--- EXCERPTED TEXT ---
- - - - - - -

Pig

“When his grandmother dies, and his grandfather is removed to a home, fifteen-year-old Danny determines to look after their elderly pig and ramshackle garden.  Here, on the ragged edge of a blighted new town, Danny and his Indian girlfriend Surinder create a fragile haven from the enclosing world of racist neighbours and stifling families, a summer’s refuge from the precariousness of their future.  But as the summer draws to a close, the hostility and decay they tried to transcend threatens to overwhelm them.”

Pig was the winner of the Sunday Times Young Writer of the Year Award, the Betty Trask Award, the Author’s Club First Novel Award, the Ruth Hadden Memorial Prize and a Scottish Arts Council Book Award.  It was shortlisted for the Saltire Society First Book Award, the Yorkshire Post Best First Novel Award, The David Higham Prize for Fiction, The Hawthornden Prize, the Steinbeck Award, and longlisted for the Booker Prize.

- - - - - - -

--- TO DO ---
**A.** From the description of the novel Pig, quote the passage starting with "Pig was the" and going on through "the Booker Prize.".
**B.** According to the description of the novel Pig, why does Danny take on the elderly pig and the ramshackle garden?

- - - - - - -

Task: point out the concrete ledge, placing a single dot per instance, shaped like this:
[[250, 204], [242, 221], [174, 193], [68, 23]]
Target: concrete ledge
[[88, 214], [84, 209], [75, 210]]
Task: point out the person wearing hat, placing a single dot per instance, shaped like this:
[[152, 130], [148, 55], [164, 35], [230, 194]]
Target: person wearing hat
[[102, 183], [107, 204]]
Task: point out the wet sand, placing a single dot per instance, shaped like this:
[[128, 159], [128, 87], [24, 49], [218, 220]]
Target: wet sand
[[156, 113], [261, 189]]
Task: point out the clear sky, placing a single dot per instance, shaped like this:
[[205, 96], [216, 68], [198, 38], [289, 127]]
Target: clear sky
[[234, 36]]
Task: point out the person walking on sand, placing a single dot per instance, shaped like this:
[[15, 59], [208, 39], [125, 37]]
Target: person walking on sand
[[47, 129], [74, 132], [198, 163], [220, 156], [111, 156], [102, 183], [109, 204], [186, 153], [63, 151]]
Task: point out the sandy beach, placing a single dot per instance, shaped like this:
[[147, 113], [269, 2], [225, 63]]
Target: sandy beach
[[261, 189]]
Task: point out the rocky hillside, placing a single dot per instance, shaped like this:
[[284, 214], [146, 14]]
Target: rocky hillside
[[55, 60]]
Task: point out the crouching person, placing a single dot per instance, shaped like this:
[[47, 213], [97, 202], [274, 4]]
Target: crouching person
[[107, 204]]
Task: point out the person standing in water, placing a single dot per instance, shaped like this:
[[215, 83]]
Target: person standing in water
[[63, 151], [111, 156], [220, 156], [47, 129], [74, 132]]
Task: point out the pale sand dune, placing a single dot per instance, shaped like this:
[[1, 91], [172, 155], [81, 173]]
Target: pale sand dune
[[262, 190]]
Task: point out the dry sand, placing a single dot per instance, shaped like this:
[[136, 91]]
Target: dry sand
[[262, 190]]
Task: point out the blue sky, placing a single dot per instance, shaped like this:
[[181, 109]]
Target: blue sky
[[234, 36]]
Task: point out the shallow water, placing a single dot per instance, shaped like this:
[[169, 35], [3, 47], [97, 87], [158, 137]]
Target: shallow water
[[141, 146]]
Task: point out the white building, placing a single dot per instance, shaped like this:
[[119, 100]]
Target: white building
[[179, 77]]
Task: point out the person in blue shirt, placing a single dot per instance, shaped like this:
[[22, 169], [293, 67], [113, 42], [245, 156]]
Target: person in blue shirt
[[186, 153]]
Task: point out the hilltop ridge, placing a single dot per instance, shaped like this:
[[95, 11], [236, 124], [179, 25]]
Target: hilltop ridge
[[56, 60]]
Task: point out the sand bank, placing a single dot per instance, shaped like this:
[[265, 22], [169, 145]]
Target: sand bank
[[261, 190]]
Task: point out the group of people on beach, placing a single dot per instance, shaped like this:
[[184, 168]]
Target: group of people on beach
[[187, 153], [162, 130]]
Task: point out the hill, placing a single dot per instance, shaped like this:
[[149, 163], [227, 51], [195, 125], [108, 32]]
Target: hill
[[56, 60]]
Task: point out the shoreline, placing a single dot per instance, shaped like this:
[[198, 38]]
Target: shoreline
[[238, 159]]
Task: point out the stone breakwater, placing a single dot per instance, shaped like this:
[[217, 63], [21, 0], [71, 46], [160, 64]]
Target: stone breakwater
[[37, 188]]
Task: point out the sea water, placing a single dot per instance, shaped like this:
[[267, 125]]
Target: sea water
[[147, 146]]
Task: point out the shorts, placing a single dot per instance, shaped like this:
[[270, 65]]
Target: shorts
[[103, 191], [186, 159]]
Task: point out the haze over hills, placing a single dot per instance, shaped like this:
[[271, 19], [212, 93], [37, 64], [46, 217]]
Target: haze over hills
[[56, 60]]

- - - - - - -

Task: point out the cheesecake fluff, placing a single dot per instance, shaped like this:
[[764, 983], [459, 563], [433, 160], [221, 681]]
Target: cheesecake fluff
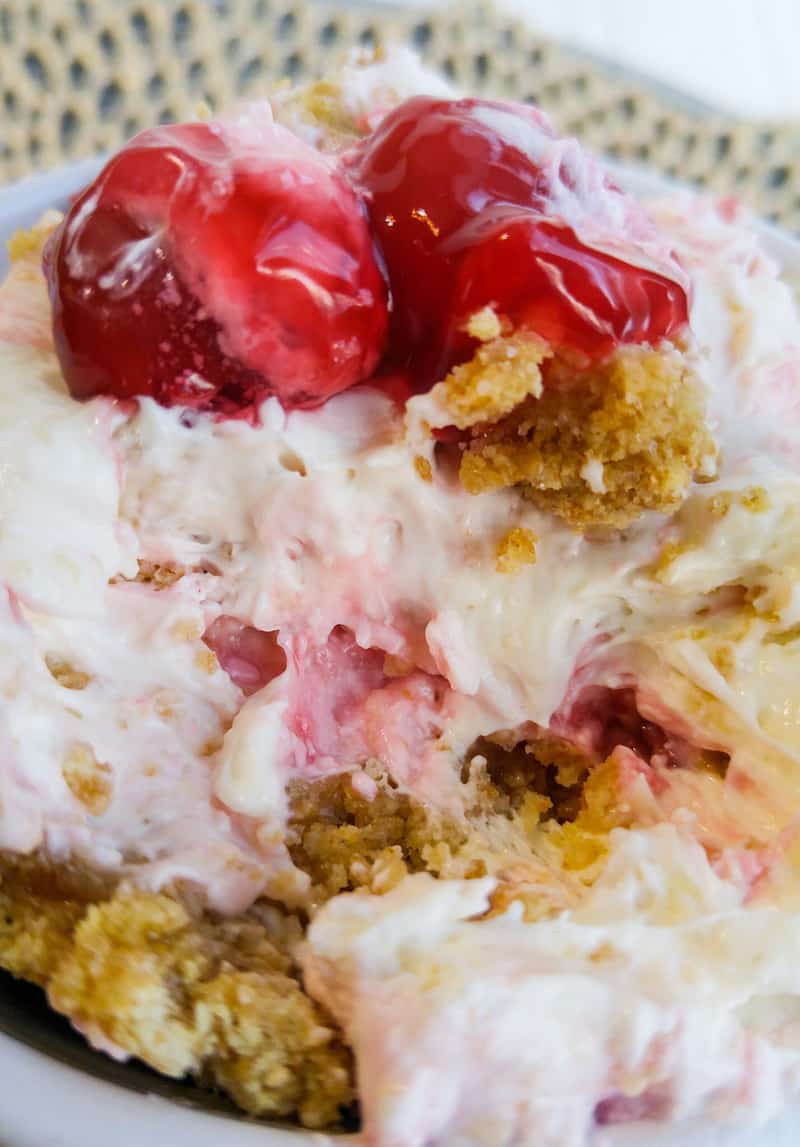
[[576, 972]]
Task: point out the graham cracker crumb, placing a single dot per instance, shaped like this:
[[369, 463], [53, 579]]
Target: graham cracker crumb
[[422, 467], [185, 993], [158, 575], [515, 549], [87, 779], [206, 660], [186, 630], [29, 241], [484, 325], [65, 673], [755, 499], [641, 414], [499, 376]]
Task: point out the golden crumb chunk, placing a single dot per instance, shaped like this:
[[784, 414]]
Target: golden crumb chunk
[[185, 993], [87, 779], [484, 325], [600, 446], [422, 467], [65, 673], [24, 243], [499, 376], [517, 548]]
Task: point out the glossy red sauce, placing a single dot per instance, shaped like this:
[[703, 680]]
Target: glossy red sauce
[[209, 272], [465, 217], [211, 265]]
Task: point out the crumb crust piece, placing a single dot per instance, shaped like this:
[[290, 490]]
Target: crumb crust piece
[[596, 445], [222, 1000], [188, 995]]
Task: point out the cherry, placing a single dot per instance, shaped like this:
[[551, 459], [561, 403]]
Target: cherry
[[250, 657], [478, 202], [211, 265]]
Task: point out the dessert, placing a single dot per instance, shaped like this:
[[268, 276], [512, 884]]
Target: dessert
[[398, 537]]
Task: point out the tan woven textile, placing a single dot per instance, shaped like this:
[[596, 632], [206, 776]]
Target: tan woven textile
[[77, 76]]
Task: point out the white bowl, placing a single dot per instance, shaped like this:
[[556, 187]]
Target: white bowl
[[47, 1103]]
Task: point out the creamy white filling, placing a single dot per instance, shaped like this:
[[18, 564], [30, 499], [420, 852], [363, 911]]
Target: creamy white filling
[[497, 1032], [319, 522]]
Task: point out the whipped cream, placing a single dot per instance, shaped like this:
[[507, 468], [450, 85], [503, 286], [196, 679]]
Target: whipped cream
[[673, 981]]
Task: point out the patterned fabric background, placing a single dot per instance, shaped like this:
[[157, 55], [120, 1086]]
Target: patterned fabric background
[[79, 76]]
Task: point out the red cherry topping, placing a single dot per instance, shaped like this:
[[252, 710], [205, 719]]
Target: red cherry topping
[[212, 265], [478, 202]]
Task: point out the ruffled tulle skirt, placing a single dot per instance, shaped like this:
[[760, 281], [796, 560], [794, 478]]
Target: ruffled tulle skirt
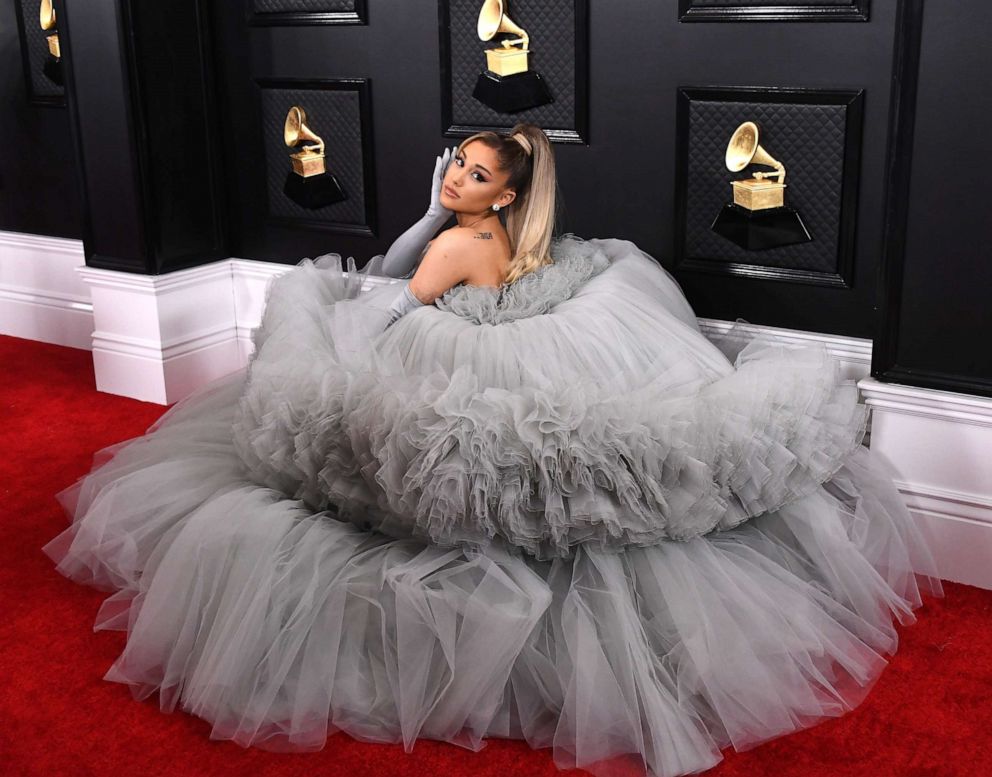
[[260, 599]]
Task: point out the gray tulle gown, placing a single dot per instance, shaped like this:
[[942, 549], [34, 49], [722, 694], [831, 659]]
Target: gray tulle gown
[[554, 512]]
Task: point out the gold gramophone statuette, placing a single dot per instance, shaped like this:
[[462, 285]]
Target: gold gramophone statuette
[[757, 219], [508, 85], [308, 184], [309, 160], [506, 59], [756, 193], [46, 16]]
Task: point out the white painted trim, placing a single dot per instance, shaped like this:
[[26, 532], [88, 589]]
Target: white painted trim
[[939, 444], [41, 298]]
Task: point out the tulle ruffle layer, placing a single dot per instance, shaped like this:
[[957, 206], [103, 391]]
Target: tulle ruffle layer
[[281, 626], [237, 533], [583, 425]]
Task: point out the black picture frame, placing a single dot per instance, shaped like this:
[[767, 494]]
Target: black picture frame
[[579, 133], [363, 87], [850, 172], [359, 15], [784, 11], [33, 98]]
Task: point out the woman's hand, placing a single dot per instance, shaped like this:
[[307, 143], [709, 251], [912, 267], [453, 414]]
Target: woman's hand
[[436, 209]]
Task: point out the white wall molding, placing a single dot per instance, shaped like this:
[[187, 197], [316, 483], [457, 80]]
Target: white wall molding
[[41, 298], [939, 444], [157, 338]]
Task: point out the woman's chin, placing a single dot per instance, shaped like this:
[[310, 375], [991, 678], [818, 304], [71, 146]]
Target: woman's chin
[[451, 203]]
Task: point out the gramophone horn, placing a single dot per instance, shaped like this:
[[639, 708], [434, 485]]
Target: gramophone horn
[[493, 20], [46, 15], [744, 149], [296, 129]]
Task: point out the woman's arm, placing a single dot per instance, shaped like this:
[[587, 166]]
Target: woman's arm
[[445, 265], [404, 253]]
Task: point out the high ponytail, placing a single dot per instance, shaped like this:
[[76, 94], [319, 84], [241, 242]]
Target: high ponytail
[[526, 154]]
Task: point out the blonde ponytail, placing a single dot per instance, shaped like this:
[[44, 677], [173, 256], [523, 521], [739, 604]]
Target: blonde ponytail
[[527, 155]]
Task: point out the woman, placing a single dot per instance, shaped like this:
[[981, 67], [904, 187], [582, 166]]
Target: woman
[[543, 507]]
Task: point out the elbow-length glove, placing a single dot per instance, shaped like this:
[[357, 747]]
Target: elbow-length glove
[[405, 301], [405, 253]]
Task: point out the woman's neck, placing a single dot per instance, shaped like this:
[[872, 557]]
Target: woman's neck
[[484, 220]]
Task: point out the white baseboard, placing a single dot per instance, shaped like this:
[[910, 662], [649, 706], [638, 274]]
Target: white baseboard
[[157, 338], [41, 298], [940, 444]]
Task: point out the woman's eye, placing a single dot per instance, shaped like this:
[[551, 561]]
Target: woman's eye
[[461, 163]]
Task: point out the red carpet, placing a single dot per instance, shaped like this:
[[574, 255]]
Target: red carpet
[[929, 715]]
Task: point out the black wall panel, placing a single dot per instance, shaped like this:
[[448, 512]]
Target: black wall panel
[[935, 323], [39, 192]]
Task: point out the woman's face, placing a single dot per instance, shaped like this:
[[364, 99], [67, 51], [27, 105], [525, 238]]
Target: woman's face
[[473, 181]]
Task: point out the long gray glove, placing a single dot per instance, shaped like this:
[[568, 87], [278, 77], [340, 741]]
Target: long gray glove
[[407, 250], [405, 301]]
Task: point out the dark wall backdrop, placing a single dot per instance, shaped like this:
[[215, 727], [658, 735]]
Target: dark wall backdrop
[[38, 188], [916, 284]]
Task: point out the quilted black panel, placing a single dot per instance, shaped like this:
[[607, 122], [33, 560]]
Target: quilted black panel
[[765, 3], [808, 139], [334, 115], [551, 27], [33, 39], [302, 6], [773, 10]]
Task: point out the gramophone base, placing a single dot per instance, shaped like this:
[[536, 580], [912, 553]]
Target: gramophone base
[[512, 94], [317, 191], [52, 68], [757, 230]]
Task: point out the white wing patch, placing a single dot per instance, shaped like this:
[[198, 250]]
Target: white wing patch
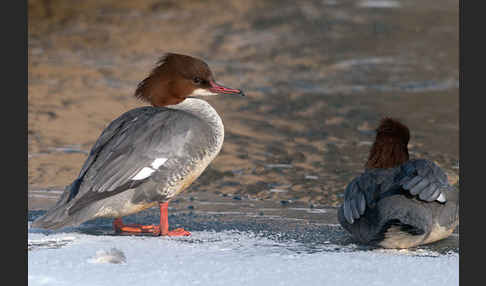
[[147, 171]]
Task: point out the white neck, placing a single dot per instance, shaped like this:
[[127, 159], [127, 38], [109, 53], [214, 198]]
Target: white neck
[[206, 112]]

- - - - - - -

--- ANSWERS ---
**A.**
Pig was the winner of the Sunday Times Young Writer of the Year Award, the Betty Trask Award, the Author’s Club First Novel Award, the Ruth Hadden Memorial Prize and a Scottish Arts Council Book Award.  It was shortlisted for the Saltire Society First Book Award, the Yorkshire Post Best First Novel Award, The David Higham Prize for Fiction, The Hawthornden Prize, the Steinbeck Award, and longlisted for the Booker Prize.

**B.** Danny's grandmother has died and his grandfather has been removed to a home. That leaves the fifteen-year-old to look after their elderly pig and ramshackle garden.